— Directive —
Copy out the final stretch of the listing: the line that contains "trace **child in red jacket**, every instance" and all lines after it, exactly as they appear.

Mask labeling examples
+ + + + + + +
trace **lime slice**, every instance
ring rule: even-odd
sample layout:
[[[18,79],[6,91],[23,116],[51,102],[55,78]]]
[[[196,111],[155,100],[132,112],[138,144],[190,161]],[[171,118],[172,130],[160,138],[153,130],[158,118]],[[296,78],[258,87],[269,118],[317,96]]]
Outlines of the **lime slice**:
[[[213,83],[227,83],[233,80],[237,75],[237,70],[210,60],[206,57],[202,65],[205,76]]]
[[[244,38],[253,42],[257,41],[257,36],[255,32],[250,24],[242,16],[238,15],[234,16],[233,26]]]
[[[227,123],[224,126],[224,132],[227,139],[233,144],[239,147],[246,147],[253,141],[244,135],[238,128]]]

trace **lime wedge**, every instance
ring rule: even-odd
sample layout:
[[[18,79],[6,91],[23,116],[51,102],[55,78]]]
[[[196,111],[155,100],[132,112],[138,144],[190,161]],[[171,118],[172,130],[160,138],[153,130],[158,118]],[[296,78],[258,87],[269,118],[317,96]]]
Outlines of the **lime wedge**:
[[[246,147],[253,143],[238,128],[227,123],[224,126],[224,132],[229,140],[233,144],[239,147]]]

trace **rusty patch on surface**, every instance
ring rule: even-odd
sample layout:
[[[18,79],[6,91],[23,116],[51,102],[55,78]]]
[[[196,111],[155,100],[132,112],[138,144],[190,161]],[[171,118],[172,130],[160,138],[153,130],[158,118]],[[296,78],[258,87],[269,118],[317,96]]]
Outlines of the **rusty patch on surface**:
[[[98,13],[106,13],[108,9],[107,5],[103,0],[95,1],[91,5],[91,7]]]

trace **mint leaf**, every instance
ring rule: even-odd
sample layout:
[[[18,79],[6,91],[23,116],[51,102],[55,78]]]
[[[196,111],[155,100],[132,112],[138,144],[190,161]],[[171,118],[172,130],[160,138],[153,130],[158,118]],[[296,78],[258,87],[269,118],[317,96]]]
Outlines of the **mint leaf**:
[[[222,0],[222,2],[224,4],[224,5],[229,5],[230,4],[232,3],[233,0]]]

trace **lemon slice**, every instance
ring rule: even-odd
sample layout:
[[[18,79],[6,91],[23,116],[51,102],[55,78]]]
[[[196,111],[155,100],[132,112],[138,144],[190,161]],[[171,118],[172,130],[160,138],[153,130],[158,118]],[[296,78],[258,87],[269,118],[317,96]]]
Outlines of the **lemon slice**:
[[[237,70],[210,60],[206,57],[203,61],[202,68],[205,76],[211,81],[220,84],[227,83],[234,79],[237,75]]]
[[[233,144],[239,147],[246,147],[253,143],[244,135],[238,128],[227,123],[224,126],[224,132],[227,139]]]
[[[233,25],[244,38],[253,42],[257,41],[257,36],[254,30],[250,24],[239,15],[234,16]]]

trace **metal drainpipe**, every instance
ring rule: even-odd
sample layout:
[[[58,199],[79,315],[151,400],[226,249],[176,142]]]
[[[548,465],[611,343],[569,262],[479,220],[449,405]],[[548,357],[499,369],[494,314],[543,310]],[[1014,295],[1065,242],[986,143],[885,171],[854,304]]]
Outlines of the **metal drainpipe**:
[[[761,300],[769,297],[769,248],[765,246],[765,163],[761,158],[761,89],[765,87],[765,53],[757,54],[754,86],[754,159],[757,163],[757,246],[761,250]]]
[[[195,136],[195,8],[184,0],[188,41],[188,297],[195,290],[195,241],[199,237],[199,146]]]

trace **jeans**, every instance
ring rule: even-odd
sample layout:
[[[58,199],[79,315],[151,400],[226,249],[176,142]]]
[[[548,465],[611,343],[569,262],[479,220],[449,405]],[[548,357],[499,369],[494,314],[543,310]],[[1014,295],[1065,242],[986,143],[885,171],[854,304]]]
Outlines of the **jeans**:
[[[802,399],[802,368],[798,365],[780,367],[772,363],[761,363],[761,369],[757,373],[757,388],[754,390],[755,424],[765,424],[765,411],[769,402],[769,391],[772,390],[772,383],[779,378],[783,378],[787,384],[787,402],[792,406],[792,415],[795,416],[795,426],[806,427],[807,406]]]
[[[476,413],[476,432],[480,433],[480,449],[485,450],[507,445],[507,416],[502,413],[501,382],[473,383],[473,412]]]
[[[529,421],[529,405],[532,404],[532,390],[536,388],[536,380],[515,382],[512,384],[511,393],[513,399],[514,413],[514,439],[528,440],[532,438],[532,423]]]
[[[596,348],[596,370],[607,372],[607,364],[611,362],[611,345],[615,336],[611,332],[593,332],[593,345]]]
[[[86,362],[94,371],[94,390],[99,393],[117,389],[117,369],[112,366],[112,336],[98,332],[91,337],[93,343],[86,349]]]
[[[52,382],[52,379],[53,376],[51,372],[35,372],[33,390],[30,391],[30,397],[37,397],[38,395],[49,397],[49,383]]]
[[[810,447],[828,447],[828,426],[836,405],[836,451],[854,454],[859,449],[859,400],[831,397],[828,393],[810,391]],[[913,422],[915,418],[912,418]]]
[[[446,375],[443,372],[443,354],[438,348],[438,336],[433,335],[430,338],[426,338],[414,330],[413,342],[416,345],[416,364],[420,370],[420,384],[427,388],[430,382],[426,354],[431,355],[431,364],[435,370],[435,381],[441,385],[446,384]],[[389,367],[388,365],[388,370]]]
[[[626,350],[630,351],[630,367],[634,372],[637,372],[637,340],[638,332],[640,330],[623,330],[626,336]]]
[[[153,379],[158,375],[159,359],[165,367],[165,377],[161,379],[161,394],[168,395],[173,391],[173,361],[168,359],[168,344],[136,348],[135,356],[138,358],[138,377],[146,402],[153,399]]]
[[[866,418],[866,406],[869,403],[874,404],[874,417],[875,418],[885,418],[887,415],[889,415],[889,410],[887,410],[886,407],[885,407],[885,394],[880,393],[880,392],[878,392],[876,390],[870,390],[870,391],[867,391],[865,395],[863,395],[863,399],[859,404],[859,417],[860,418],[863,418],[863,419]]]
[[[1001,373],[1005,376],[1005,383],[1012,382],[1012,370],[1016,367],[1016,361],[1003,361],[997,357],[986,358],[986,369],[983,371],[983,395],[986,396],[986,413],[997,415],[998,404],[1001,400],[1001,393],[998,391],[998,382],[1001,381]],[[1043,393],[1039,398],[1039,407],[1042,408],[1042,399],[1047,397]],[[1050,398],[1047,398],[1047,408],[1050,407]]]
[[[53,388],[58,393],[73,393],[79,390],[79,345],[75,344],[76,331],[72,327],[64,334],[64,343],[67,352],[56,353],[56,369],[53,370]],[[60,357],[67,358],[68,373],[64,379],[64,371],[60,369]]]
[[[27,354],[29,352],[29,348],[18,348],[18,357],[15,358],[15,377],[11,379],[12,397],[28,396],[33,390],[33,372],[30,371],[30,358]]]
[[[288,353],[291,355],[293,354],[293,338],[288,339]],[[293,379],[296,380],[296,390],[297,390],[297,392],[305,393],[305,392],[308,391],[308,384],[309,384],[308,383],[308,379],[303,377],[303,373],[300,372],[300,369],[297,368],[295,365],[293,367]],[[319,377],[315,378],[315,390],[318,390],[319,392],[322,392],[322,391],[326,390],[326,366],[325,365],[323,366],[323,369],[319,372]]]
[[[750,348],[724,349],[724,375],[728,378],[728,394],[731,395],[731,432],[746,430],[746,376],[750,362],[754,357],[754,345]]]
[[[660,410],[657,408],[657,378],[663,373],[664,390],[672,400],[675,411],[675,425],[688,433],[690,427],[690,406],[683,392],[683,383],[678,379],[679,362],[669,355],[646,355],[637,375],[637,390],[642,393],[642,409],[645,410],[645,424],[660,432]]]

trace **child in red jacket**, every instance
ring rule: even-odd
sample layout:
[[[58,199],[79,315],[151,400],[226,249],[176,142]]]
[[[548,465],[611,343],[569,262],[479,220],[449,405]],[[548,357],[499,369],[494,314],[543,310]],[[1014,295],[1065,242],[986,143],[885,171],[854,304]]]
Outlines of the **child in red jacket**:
+ + + + + + +
— Written answer —
trace **child in red jacket**, every instance
ring rule: even-odd
sample layout:
[[[58,199],[79,315],[151,400],[226,249],[176,142]]]
[[[548,465],[611,343],[569,262],[479,220],[449,405]],[[548,357],[499,369],[494,314],[543,310]],[[1014,295],[1065,242],[986,143],[885,171],[854,304]]]
Outlines of the **child in red jacket**:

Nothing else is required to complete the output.